■ **Required task A**
Turn the lines of the records that run from the line containing "point per instance: black" up to and including the line containing "(761, 1004)" into a numbered list, omitting any blank lines.

■ **Selected text**
● ● ● ● ●
The performance of typical lithium-ion (Li-ion) or nickel metal hydride (NiMH) rechargeable batteries degrades significantly when they are rapidly charged or discharged. Making the active material in the battery a thin film allows for very fast charging and discharging, but reduces the capacity to nearly zero because the active material lacks volume to store energy.
Braun’s group wraps a thin film into three-dimensional structure, achieving both high active volume (high capacity) and large current. They have demonstrated battery electrodes that can charge or discharge in a few seconds, 10 to 100 times faster than equivalent bulk electrodes, yet can perform normally in existing devices.
This kind of performance could lead to phones that charge in seconds or laptops that charge in minutes, as well as high-power lasers and defibrillators that don’t need time to power up before or between pulses.
Braun is particularly optimistic for the batteries’ potential in electric vehicles. Battery life and recharging time are major limitations of electric vehicles. Long-distance road trips can be their own form of start-and-stop driving if the battery only lasts for 100 miles and then requires an hour to recharge.
"If you had the ability to charge rapidly, instead of taking hours to charge the vehicle you could potentially have vehicles that would charge in similar times as needed to refuel a car with gasoline," Braun said. "If you had five-minute charge capability, you would think of this the same way you do an internal combustion engine. You would just pull up to a charging station and fill up."
All of the processes the group used are also used at large scales in industry so the technique could be scaled up for manufacturing.
They key to the group’s novel 3-D structure is self-assembly. They begin by coating a surface with tiny spheres, packing them tightly together to form a lattice. Trying to create such a uniform lattice by other means is time-consuming and impractical, but the inexpensive spheres settle into place automatically.
Then the researchers fill the space between and around the spheres with metal. The spheres are melted or dissolved, leaving a porous 3-D metal scaffolding, like a sponge. Next, a process called electropolishing uniformly etches away the surface of the scaffold to enlarge the pores and make an open framework. Finally, the researchers coat the frame with a thin film of the active material.
● ● ● ● ●
■ **Required task B**
Reproduce the entire passage on fast-charging battery electrodes word for word.

■ **Data to use**
● ● ● ● ●
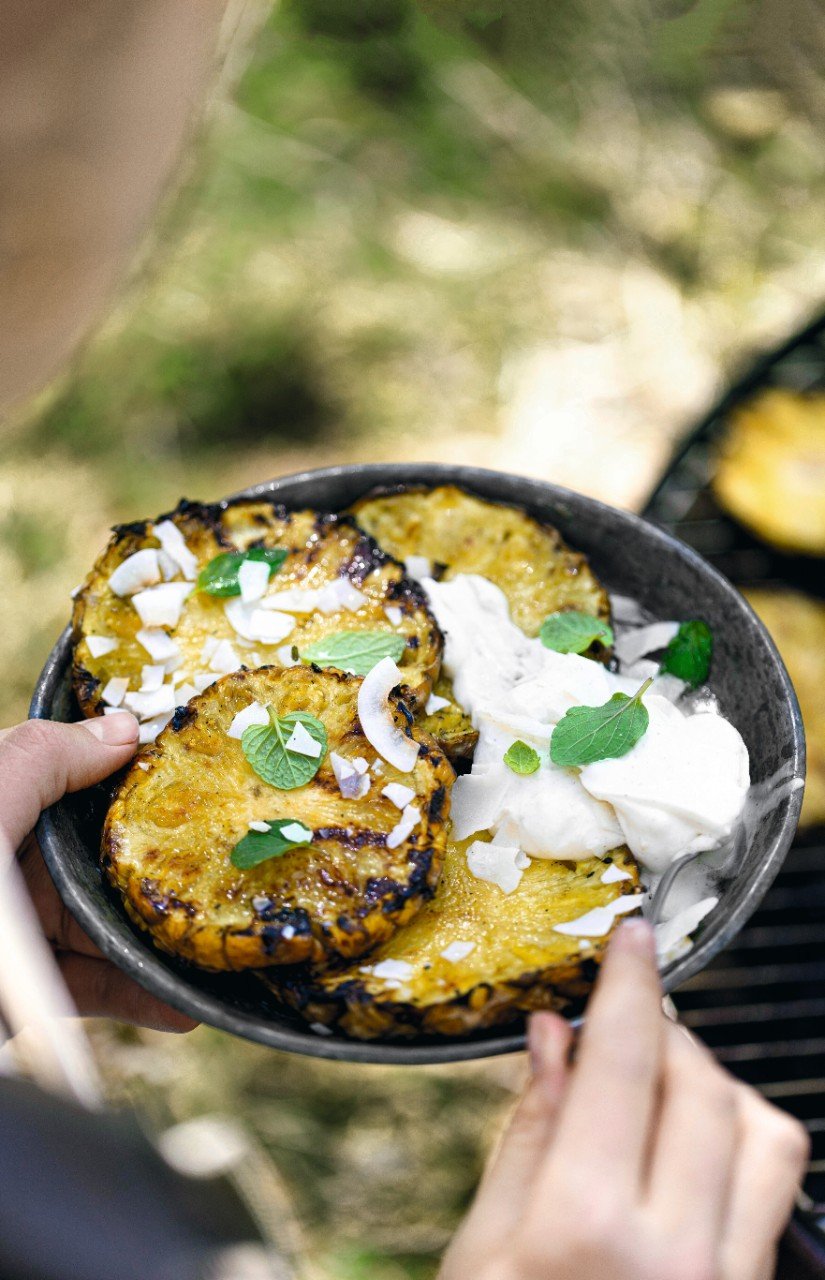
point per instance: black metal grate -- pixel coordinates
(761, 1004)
● ● ● ● ●
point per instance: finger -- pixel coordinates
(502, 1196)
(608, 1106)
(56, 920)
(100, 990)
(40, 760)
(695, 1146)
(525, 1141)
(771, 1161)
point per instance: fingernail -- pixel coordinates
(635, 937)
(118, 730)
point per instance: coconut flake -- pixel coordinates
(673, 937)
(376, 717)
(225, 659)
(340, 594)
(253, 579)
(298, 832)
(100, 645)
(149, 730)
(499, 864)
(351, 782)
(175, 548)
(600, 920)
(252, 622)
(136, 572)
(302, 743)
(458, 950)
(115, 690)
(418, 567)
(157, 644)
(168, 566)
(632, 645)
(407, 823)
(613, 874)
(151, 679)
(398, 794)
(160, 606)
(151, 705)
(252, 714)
● ● ● ● ●
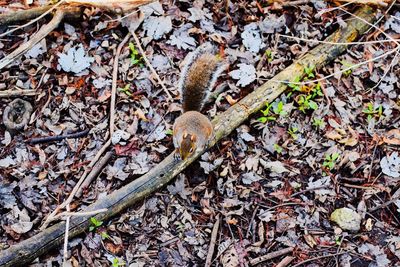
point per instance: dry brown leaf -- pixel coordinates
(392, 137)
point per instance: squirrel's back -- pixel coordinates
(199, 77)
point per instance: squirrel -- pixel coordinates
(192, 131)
● ● ● ● ●
■ **Task solution A**
1. point per instance: black metal grate -- pixel coordinates
2. (761, 1004)

■ **Task solution B**
The performance of typical lithium-ion (Li-ion) or nickel metal hydride (NiMH) rechargeable batteries degrades significantly when they are rapidly charged or discharged. Making the active material in the battery a thin film allows for very fast charging and discharging, but reduces the capacity to nearly zero because the active material lacks volume to store energy.
Braun’s group wraps a thin film into three-dimensional structure, achieving both high active volume (high capacity) and large current. They have demonstrated battery electrodes that can charge or discharge in a few seconds, 10 to 100 times faster than equivalent bulk electrodes, yet can perform normally in existing devices.
This kind of performance could lead to phones that charge in seconds or laptops that charge in minutes, as well as high-power lasers and defibrillators that don’t need time to power up before or between pulses.
Braun is particularly optimistic for the batteries’ potential in electric vehicles. Battery life and recharging time are major limitations of electric vehicles. Long-distance road trips can be their own form of start-and-stop driving if the battery only lasts for 100 miles and then requires an hour to recharge.
"If you had the ability to charge rapidly, instead of taking hours to charge the vehicle you could potentially have vehicles that would charge in similar times as needed to refuel a car with gasoline," Braun said. "If you had five-minute charge capability, you would think of this the same way you do an internal combustion engine. You would just pull up to a charging station and fill up."
All of the processes the group used are also used at large scales in industry so the technique could be scaled up for manufacturing.
They key to the group’s novel 3-D structure is self-assembly. They begin by coating a surface with tiny spheres, packing them tightly together to form a lattice. Trying to create such a uniform lattice by other means is time-consuming and impractical, but the inexpensive spheres settle into place automatically.
Then the researchers fill the space between and around the spheres with metal. The spheres are melted or dissolved, leaving a porous 3-D metal scaffolding, like a sponge. Next, a process called electropolishing uniformly etches away the surface of the scaffold to enlarge the pores and make an open framework. Finally, the researchers coat the frame with a thin film of the active material.